## Requirement:
Change every "photo above" in the material below to "image above", keeping everything else identical. Leave the pictures out of your output.

·····

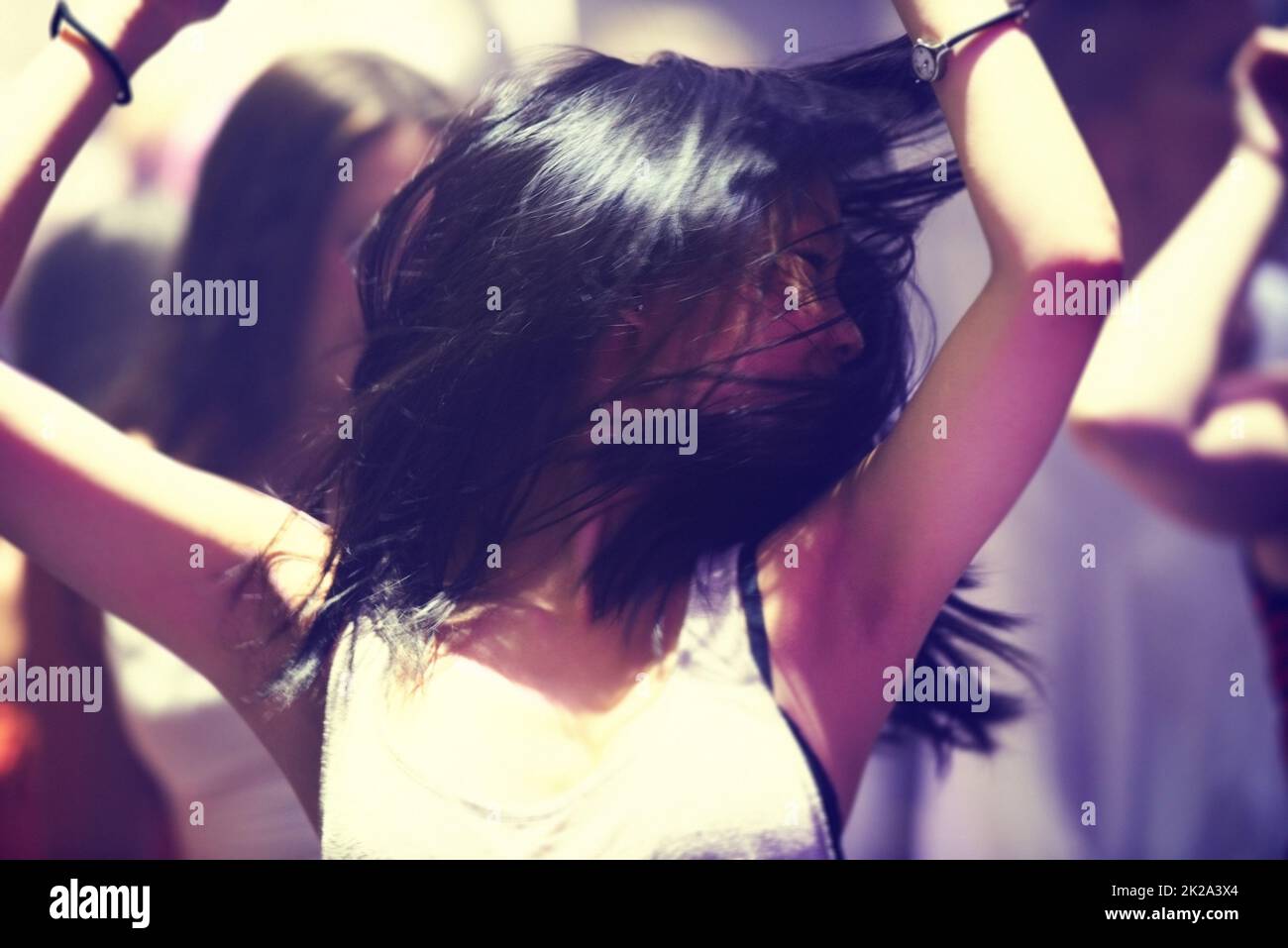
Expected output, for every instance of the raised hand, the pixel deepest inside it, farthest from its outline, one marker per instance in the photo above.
(1260, 81)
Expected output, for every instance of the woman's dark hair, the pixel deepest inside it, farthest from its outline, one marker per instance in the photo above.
(574, 192)
(267, 185)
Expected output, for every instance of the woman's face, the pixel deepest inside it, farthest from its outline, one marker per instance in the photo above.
(333, 346)
(785, 325)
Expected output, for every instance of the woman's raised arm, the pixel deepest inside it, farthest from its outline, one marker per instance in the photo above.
(888, 546)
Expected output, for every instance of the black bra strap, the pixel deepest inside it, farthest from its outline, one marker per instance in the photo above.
(748, 591)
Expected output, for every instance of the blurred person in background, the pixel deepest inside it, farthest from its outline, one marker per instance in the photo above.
(275, 202)
(1134, 652)
(69, 782)
(295, 175)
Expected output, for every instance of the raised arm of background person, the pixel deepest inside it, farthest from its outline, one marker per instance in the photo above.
(1150, 406)
(137, 533)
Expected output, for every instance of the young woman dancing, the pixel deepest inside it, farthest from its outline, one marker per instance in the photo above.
(515, 640)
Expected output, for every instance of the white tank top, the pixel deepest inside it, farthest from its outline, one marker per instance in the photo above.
(712, 768)
(201, 751)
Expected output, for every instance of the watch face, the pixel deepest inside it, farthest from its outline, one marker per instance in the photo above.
(925, 63)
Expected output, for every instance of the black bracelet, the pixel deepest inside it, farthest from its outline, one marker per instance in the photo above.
(60, 13)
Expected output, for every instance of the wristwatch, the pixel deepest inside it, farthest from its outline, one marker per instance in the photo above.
(927, 59)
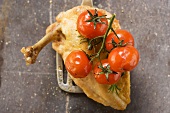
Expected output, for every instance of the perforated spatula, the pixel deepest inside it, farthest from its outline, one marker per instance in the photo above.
(63, 77)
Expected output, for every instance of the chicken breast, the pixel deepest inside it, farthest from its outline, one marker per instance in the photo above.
(69, 41)
(66, 39)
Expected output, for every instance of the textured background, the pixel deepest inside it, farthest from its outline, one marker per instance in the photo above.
(34, 89)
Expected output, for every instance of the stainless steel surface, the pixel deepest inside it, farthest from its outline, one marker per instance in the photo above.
(66, 85)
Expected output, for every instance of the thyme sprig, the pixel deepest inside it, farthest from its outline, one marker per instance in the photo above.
(101, 39)
(97, 55)
(95, 18)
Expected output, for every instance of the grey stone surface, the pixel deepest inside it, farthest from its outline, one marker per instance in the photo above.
(34, 89)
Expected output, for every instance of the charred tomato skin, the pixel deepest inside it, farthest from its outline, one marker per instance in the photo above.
(87, 29)
(123, 35)
(123, 58)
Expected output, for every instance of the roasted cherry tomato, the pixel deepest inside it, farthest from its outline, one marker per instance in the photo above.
(100, 75)
(88, 29)
(78, 64)
(123, 35)
(123, 58)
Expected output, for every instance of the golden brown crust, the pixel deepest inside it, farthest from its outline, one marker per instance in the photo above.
(70, 41)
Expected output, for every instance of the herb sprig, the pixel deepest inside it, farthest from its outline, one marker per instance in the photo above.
(101, 39)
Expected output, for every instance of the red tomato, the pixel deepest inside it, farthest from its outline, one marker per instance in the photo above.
(77, 64)
(101, 78)
(123, 58)
(123, 35)
(87, 29)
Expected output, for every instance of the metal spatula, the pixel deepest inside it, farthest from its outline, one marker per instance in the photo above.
(63, 78)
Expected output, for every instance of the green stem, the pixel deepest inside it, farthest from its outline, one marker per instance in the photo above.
(105, 35)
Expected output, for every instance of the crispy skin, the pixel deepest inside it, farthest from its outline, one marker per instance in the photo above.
(69, 40)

·····

## Answer in full:
Expected output, for every instance of the raised hand, the pixel deepest inside it, farthest from its outline, one marker per instance in the image above.
(1260, 81)
Expected output, for every instance of the woman's dark hair, the pixel deepest inside it, farthest from its outline, one marker per instance in the image above.
(574, 192)
(267, 185)
Expected output, for every instance of the woman's face, the pixel deepest inside it, farthest from its outline, one marker per instance in the image above.
(333, 346)
(785, 325)
Expected output, for every instance of the woman's raised arm, the pixel deepest inside it, farthest from its outline, one marker per instance in the image above.
(888, 546)
Expected output, for every instance of the black bra strap, the pixel deepest inside it, farthest from its outline, one marker per instance in the image above.
(748, 591)
Expected output, for every instance of the blurred person in background, the pixel deepest inside it, farthest from its outline, one marker per instance in the image above.
(275, 202)
(1134, 652)
(69, 782)
(295, 175)
Expected output, for every instance of the raised arm of background person, the pixel deepest inside it, farthest from its outline, one marker per instance in the image above.
(1150, 406)
(137, 533)
Expected output, for every instance of the young woman dancing, the pixel deepest inside it, farthest from its outline, one marker per instance in the image above.
(515, 640)
Expected output, for every instance of the white tank top, the pixel deepest inside it, farthest from its outline, one marker per instance in the image above.
(712, 768)
(201, 751)
Expected output, for every instance of the watch face, the pixel deepest inside it, farthest from its outline, one marker per instance in the image above.
(925, 63)
Expected output, for every instance of the black bracelet, the pixel deepest inside it, farthest from its outline, one marker per instance in the image above.
(60, 13)
Expected output, for every instance of the wristwatch, the pixel deepest inside it, farthest from its outline, one marker per instance in the image above.
(927, 59)
Expected output, for every instance of the perforated spatula, the pixel deepest inside it, farthest from its outline, one marker per instance in the image above.
(63, 77)
Expected output, for every instance of the chicken breast, the pixel deepest inside it, farthest from its outline, one marker per instance in the image above.
(69, 41)
(66, 39)
Expected output, for every instance of the textured background, the pixel deepest inside it, farthest from its outline, one marker per instance in the image above.
(34, 89)
Expected output, for every instance of the stainless steel surface, the pixel deepest inside it, farthest from its outline, one marker per instance in the image above.
(66, 85)
Expected output, for every instance of the thyme sprig, the pixel deepest inside it, farthest from its outline, one marker per instance in the image above.
(101, 39)
(97, 55)
(95, 18)
Expected output, for every instance of the grey stone surface, the pixel deepest inside it, farthest from its outline, one marker per instance in the image above.
(34, 89)
Expected output, for every instance of the charred tomato skin, the pixel deepest inside it, farthest from its outline, one marker per instance in the image above.
(87, 29)
(123, 35)
(123, 58)
Expected output, for every instance of the roasted cherry tomato, the pixel deepest inside it, farthest from its outline, one marker per instance in the image above.
(100, 75)
(88, 29)
(78, 64)
(123, 35)
(123, 58)
Expected output, for every instance of the golden brown crust, the pixel deepest inside it, farthest from its outline, one marker per instance in the image above.
(70, 41)
Expected output, for every instance of the herb sprig, the pixel deepest inside it, farthest from its outline, one marker per instance in the image above.
(101, 39)
Expected output, for every instance of the red tomato, the pixel deepest inside it, farthest from its outline, one marker per instance in the image above.
(77, 64)
(101, 78)
(123, 58)
(123, 35)
(87, 29)
Expected output, for every instance of the metal spatula, the pixel deepest inside it, farthest from its outline, one marker per instance in the image above.
(63, 78)
Expected output, for every instance of the green stem, the pixel deepest inside it, farthest from its outline, one marker per instance in the image above.
(105, 35)
Expected output, for every instance of the crispy skin, the pixel deepest inside it, farthest from its outline, one marker per instance in the image above.
(69, 40)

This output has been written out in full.